▸ Dataset records
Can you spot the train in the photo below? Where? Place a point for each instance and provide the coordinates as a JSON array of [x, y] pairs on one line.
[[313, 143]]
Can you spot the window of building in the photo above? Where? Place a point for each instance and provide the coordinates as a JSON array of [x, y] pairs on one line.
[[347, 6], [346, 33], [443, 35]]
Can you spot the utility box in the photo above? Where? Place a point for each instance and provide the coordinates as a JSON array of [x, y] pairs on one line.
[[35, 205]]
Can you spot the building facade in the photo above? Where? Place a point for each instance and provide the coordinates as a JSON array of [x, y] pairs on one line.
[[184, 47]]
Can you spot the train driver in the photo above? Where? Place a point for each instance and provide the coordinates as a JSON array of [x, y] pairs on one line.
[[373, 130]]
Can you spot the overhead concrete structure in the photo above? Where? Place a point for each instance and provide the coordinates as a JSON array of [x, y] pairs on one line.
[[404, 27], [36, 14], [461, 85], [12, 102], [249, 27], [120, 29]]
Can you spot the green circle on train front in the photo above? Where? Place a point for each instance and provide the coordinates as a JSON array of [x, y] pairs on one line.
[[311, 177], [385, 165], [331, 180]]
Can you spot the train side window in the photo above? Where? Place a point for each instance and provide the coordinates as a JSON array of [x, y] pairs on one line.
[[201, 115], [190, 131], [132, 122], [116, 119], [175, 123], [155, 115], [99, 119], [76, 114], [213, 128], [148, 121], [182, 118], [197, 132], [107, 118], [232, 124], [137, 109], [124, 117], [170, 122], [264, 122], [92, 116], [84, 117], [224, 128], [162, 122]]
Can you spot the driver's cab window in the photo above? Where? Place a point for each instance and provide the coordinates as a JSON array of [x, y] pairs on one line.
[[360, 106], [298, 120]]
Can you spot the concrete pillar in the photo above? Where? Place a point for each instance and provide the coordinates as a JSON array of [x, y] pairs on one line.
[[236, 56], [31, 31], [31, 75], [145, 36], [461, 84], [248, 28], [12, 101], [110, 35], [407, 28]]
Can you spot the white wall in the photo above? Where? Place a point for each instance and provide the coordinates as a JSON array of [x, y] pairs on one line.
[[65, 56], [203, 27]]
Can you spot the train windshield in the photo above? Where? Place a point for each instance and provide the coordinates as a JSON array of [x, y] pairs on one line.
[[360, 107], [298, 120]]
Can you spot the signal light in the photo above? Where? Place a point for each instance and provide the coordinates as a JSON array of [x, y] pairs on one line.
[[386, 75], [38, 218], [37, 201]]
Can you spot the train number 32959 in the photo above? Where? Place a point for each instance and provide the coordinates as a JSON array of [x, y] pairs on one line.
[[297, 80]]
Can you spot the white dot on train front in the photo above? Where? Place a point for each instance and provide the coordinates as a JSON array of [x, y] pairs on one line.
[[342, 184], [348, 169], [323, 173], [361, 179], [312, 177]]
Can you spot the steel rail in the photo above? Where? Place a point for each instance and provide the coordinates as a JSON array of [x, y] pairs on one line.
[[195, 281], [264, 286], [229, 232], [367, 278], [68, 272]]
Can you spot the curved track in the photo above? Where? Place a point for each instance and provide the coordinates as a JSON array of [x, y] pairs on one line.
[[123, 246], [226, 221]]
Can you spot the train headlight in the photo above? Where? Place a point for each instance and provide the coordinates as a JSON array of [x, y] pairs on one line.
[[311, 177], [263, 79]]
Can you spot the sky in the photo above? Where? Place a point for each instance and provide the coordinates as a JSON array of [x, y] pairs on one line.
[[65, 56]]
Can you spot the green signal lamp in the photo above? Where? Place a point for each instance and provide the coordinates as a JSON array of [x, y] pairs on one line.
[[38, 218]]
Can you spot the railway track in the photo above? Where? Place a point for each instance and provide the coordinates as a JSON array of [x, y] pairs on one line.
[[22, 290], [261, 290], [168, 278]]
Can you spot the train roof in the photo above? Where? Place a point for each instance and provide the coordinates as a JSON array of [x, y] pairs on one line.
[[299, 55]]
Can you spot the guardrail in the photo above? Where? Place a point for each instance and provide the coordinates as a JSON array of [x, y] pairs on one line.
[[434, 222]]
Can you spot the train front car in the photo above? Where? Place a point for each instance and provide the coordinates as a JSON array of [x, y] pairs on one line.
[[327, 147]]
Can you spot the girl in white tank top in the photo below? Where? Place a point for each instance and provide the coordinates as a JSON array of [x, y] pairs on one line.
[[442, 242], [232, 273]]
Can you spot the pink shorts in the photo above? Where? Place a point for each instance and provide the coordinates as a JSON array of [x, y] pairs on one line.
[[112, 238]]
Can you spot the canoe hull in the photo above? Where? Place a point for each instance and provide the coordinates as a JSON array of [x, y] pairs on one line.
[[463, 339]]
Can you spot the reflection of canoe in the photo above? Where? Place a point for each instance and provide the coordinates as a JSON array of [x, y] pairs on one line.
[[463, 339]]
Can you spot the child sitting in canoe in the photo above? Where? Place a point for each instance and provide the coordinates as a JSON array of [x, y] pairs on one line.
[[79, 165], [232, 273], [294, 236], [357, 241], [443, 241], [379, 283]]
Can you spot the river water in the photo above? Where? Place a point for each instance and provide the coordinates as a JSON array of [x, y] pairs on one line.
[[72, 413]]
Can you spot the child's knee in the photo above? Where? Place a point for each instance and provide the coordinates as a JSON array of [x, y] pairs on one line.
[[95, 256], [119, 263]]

▸ Required action
Output the listing above word for word.

▸ Solution
Can you spot the train in the photo below? Where? Place a point for each instance and provide the coordinates as a JSON array of [x, y] pairs on one line.
[[313, 143]]
Can you spot the window of building in the photo above? Where? Place a point for each instance and provide the coordinates as a JSON array of [x, y] pairs on one line.
[[347, 6], [346, 33], [443, 35]]
Can you spot the utility box in the photo above? Where? Place a point for each instance and provide the coordinates as a JSON array of [x, y] pairs on one line.
[[35, 205]]
Can you spot the building facade in the photo above? Where? Place a point for each instance and provide the coordinates as a JSON array of [x, y] pairs on one line.
[[184, 47]]
Can you spot the train driver in the photo above? Where? Place a point for each instance and provide the coordinates as a JSON array of [x, y] pairs on one line.
[[373, 130]]
Can you spot the overhead concrete structure in the photo above? Where? Place a point for each instance and provide the coordinates as a JSON array of [x, y] pairs on one line.
[[404, 27], [36, 14], [461, 85], [12, 102], [249, 27], [120, 29]]
Can you spot the green circle on train front in the photo above? Where? Place a point for each instance and provide the coordinates as a JSON array of [x, y] pairs on one line.
[[311, 177], [385, 165], [331, 180]]
Can you spot the train side window in the photo above? Where? Place a point for each instance and provide the coordinates as a JSON array of [x, y] pairs on one line.
[[201, 115], [190, 131], [132, 122], [116, 119], [175, 123], [155, 115], [99, 119], [76, 114], [213, 128], [148, 121], [182, 118], [197, 132], [107, 118], [232, 124], [137, 109], [124, 117], [170, 122], [264, 122], [92, 116], [84, 117], [224, 128], [162, 122]]
Can you spot the driver's cab window in the photo above? Where? Place a point for each instance and provide the coordinates as a JSON array of [x, y] pairs on one line.
[[360, 106], [298, 120]]
Can you spot the concrete pillar in the photo above? Where? Place a point for each instance and provide the coordinates as a JSON array of [x, y] pairs on one line.
[[236, 56], [31, 31], [31, 75], [145, 36], [461, 84], [248, 28], [12, 101], [110, 35], [407, 28]]
Can you spot the white wall in the photo above? Where? Place a point for each instance and provide the coordinates as a JSON array of [x, y] pairs on one line.
[[65, 56], [203, 27]]
Can you spot the train windshield in the photo above? Where? Place a point for each instance and provide the coordinates as a JSON array of [x, y] pairs on one line.
[[360, 107], [298, 120]]
Can you spot the signal light in the photo above? Where? Place a point for each instance and provide the coordinates as a JSON array of [x, y] pairs on one line.
[[386, 75], [38, 218], [37, 201]]
Can you spot the train number 32959 in the photo above? Where? Place a point for each instance and provide the coordinates as a JSON array of [x, y] pairs on one line.
[[297, 80]]
Can you spot the white dot on train front in the photo above? Where? Place a point for each instance and provide the coordinates as a JSON array of [x, y] pairs on one line.
[[342, 184], [348, 169], [323, 173], [361, 179], [312, 177]]
Can you spot the steel rail in the photo above? Where? Place a point for each instance and provide the coordinates as a JSON array of [x, y] pairs on one line.
[[195, 281], [264, 286], [229, 232], [367, 278], [68, 272]]
Can you spot the curved track in the photo above? Where? Place a point for each instance and provide the coordinates as a JSON array of [x, y] pairs on one line.
[[123, 246], [226, 221]]
Can you spot the train headlight in the photo above? Where? Place a point for each instance and provide the coordinates as a JSON array of [x, y] pairs on one line.
[[311, 177], [263, 79]]
Can you spot the sky in the photo above? Where? Place a point for each instance and provide the coordinates as a JSON array of [x, y] pairs on one line.
[[65, 56]]
Can you spot the green signal lamp in the photo above? Where? Place a point for each instance and provide the coordinates as a JSON array of [x, y] pairs on one line.
[[38, 218]]
Can you spot the railway track in the photo above? Where? Place a point for each instance and provide the coordinates as a JSON array of [x, y] pairs on one line.
[[22, 290], [261, 290], [168, 278]]
Can you spot the train roof in the photo above? Where? Place a point for each instance and provide the coordinates as a JSON array of [x, y] pairs on one line.
[[299, 55]]
Can you spot the guardrail in the photo above? Where? Place a point for each instance and provide the coordinates as a JSON array of [x, y] pairs on one line.
[[434, 222]]
Can you spot the train front car in the photo above? Where? Place a point for each instance and provide the coordinates as a JSON array of [x, y] pairs on one line.
[[327, 147]]
Can you spot the girl in white tank top in the photo below? Where? Place a point for each instance and provide the coordinates as a JSON array of [x, y] pairs on one line.
[[442, 242], [232, 273]]
Can you spot the pink shorts in the photo above? Where? Place a point for each instance and provide the coordinates as a JSON array of [x, y] pairs on one line.
[[112, 238]]
Can you spot the canoe hull in the photo above? Where? Place a point for each instance and provide the coordinates as a JSON array of [x, y] pairs on one line.
[[463, 339]]
Can you spot the reflection of canoe in the photo above? Where? Place a point for each instance and provide the coordinates as a JSON array of [x, y] pairs on one line.
[[463, 339]]
Can you spot the child sitting in canoe in the photo above? Where? Place a point for each instance and provide the coordinates as a JSON array of [x, y] pairs on one line.
[[79, 165], [232, 273], [294, 236], [357, 241], [443, 241], [379, 283]]
Can you spot the river water in the photo above? Where? Place a point for each instance and provide the coordinates as a JSON array of [x, y] pairs on one line.
[[72, 413]]
Can you spot the child's knee in the photo above? Where? Place a point for each instance and provide the coordinates as a JSON array of [x, y] pairs on one line.
[[95, 256], [119, 263]]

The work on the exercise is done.